• [TUGAS YANG DIKERJAKAN]:
1) Menurut teks tentang perbuatan yang ditinggalkan Nabi, mengapa ‘Utsman bin Affan melakukan pencatatan dan pembukuan Al-Qur’an? Jelaskan dalam satu sampai tiga kalimat.
2) Sambung teks tentang perbuatan yang ditinggalkan Nabi mulai dari titik akhirnya.

• [TEKS YANG DIBERIKAN]:
+===+
Ketiga: Nabi ṣallallāhu ‘alaihi wa sallam meninggalkan suatu perbuatan karena tidak ada tuntutan untuk mengerjakannya.Dalam kasus ini, yang sunnah adalah tidak mengerjakan perbuatan tersebut, sebagaimana nabi juga tidak mengerjakannya. Akan tetapi, jika suatu saat nanti ada tuntutan syar’i untuk mengerjakannya, maka boleh dikerjakan.
  • Contoh: Nabi ṣallallāhu ‘alaihi wa sallam tidak melakukan pencatatan hadits. Beliau menyampaikan ilmu kepada para shahabat melalui lisan beliau, tetapi beliau sendiri tidak mencatat ilmu yang telah disampaikan. Tidak ada tuntutanuntuk melakukannya karena para shahabat ketika mendapatkan ilmu dari nabi, mereka langsung mempraktekkannya dan mengingat-ingatnya / menghafalnya dalam dada-dada mereka. Baru, di zaman ‘Utsman bin Affanraḍiyallāhu ‘anhu, dilakukan pencatatan dan pembukuan Al-Qur’an. Kemudian, di zaman ‘Umar bin Abdil Aziz raḥimahullāh dilakukan pembukuan hadits. ‘Utsman melakukan itu karena adanya tuntutan agar ilmu Al-Qur’an tidak hilang setelah banyaknya penghafal Al-Qur’an yang meninggal dunia, sedangkan ‘Umar bin Abdil Aziz melakukannya juga  karena adanya tuntutan agar ilmu hadits tidak hilang.
+===+
• [BAHAN YANG DIBERIKAN]:
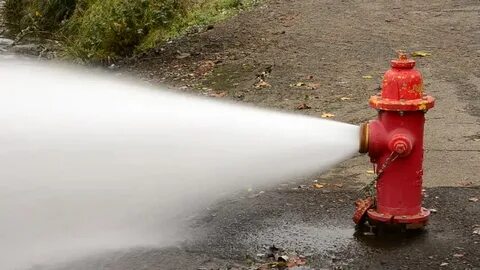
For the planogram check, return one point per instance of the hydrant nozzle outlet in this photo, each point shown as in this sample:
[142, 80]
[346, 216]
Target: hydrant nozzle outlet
[363, 144]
+===+
• [JAWABAN LATIHAN]:
1) ‘Utsman melakukannya karena ada tuntutan agar ilmu Al-Qur’an tidak hilang. Tuntutan itu muncul setelah banyak penghafal Al-Qur’an meninggal dunia.

2)
  • Perbuatan ‘Utsman dan ‘Umar tersebut tidak termasuk bid’ah, tetapi justru hal yang syar’i dikerjakan karena memang ada tuntutan syar’i untuk melakukannya.
Keempat: Nabi ṣallallāhu ‘alaihi wa sallam meninggalkan suatu perbuatan karena adanya “sebab tertentu”. Dalam kasus ini, hukum melakukan perbuatan tersebut tergantung pada ada atau tidak adanya “sebab tertentu” tersebut. Jika “sebab tertentu” itu masih ada, tidak boleh mengerjakannya. Namun, jika “sebab tertentu” tersebut telah hilang, baru diperbolehkan mengerjakan perbuatan tersebut sesuai dengan kaidah-kaidah syar’i yang berhubungan dengannya.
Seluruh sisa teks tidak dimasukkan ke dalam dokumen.